### Task requirements
Please give, word for word, the line containing "Exercise. Mark the blue" and every line that comes after it in the data below.
□ □ □
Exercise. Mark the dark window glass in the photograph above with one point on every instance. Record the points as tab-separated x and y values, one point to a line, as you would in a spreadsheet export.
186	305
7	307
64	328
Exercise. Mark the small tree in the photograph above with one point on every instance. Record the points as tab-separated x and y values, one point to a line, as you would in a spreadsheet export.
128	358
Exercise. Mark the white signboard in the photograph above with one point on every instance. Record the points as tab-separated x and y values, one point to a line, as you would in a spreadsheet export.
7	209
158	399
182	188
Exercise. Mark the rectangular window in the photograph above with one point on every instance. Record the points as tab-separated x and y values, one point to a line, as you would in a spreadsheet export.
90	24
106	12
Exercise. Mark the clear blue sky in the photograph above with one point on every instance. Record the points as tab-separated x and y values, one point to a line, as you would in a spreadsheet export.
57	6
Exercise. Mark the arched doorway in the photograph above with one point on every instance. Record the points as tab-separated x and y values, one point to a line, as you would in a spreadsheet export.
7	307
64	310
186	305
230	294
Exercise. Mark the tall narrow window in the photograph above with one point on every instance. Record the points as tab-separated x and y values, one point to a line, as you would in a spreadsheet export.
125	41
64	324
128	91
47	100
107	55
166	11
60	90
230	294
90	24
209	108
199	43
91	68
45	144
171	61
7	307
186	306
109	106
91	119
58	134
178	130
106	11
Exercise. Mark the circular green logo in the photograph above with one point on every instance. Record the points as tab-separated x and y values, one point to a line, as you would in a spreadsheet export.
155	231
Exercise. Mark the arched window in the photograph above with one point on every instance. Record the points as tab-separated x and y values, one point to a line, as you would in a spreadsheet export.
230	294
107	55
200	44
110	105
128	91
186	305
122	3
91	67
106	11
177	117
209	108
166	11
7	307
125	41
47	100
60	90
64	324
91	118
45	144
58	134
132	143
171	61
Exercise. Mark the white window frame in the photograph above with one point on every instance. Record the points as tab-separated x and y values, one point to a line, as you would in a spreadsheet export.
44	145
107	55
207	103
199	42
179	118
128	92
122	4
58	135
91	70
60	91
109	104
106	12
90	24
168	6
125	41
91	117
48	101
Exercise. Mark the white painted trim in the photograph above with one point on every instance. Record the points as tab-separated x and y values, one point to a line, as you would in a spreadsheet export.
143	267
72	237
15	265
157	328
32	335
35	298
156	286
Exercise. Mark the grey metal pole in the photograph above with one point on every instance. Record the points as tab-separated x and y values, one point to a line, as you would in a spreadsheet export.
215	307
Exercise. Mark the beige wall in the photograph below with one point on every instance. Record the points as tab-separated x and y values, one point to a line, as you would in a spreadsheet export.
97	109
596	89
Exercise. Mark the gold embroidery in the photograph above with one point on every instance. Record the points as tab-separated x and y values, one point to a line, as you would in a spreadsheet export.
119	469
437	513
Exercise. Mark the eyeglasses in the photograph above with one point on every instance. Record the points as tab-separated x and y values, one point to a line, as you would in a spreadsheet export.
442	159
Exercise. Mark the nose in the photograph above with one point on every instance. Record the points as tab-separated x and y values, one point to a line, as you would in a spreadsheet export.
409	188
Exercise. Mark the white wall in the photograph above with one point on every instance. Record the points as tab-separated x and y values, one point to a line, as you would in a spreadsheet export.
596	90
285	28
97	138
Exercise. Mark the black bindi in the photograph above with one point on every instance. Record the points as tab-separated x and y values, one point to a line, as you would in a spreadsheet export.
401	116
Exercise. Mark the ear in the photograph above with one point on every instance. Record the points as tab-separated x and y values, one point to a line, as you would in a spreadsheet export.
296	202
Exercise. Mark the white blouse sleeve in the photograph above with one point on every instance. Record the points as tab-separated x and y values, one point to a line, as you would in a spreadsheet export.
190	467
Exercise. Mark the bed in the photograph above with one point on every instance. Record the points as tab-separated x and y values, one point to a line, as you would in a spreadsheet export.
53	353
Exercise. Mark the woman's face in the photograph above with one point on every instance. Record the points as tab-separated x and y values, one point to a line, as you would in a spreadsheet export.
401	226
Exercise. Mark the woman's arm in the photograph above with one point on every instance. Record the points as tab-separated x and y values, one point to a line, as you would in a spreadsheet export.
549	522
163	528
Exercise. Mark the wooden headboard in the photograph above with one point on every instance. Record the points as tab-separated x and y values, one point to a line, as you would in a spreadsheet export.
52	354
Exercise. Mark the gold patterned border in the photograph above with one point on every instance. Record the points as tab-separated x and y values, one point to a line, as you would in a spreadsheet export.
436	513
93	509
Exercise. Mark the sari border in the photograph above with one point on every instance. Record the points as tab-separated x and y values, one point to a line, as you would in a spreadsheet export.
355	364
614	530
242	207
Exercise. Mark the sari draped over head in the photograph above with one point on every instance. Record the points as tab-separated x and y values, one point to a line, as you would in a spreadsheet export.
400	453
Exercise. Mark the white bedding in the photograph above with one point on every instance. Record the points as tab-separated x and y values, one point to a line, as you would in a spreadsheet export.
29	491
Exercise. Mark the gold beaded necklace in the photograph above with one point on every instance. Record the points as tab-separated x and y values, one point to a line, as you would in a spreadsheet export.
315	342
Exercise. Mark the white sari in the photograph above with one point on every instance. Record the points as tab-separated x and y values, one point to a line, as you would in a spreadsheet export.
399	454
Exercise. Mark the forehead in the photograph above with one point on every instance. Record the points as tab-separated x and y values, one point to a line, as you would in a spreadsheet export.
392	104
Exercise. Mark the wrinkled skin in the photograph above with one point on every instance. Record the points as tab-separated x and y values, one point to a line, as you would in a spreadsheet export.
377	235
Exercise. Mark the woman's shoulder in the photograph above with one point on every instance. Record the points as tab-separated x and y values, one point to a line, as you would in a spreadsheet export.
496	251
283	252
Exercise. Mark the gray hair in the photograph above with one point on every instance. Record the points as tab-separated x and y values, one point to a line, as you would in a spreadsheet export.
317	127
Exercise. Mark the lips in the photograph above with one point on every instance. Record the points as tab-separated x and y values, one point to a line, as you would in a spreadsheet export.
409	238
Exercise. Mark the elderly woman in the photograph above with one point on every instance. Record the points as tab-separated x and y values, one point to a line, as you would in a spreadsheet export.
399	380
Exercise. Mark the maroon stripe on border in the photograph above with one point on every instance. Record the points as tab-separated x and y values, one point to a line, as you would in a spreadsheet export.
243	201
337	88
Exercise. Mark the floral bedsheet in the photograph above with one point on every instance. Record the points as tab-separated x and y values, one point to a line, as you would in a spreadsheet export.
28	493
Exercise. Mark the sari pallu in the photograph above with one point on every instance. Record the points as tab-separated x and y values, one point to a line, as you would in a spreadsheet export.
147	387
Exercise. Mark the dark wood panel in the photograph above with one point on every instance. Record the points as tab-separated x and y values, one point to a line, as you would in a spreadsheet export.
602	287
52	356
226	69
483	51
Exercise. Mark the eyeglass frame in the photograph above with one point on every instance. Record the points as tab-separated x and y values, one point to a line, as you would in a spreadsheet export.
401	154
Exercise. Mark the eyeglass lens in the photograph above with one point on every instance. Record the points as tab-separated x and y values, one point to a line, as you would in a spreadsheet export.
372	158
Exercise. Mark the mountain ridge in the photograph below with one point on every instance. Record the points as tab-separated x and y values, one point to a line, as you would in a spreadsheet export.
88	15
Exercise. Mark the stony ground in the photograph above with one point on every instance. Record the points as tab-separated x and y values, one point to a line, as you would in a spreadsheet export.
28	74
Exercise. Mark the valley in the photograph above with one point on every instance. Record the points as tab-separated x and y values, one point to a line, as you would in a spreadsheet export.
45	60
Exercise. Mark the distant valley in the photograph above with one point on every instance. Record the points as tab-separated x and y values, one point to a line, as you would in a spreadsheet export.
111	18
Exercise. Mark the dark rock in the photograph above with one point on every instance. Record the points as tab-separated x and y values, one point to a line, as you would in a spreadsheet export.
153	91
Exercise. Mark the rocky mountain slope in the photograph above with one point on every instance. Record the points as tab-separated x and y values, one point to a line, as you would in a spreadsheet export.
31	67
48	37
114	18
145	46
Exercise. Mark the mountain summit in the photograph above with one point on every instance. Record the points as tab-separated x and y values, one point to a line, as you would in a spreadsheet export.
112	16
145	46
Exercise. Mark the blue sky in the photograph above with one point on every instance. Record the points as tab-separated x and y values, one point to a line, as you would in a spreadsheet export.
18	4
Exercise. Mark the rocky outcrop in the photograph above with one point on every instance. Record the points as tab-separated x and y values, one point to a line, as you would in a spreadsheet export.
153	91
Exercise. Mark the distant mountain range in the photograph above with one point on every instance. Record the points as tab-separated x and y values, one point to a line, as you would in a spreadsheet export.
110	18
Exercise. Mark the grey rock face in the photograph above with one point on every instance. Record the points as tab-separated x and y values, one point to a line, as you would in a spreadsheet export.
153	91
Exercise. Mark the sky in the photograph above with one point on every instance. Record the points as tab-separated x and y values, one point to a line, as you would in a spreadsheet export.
□ □ □
### Response to this exercise
Exercise. Mark the blue sky in the photograph above with one point on every instance. Record the points as tab-separated x and y values, one point to a line, as you would in a spreadsheet export.
18	4
Exercise. Mark the rocky outcrop in the photograph above with one point on every instance. Record the points as tab-separated x and y values, one point to a line, as you would in a spreadsheet export.
153	91
Exercise. Mark the distant mountain range in the photograph above with one point on every instance. Record the points as tab-separated x and y values, one point to a line, as you would in a spreadsheet export.
110	18
Exercise. Mark the grey rock face in the photograph above with one point on every instance. Record the points as tab-separated x and y values, one point to a line, as you would in a spreadsheet export.
153	91
Exercise. Mark the sky in the photograph above with one point on every instance. Record the points as tab-separated x and y values, one point to a line, as you would in a spreadsheet export.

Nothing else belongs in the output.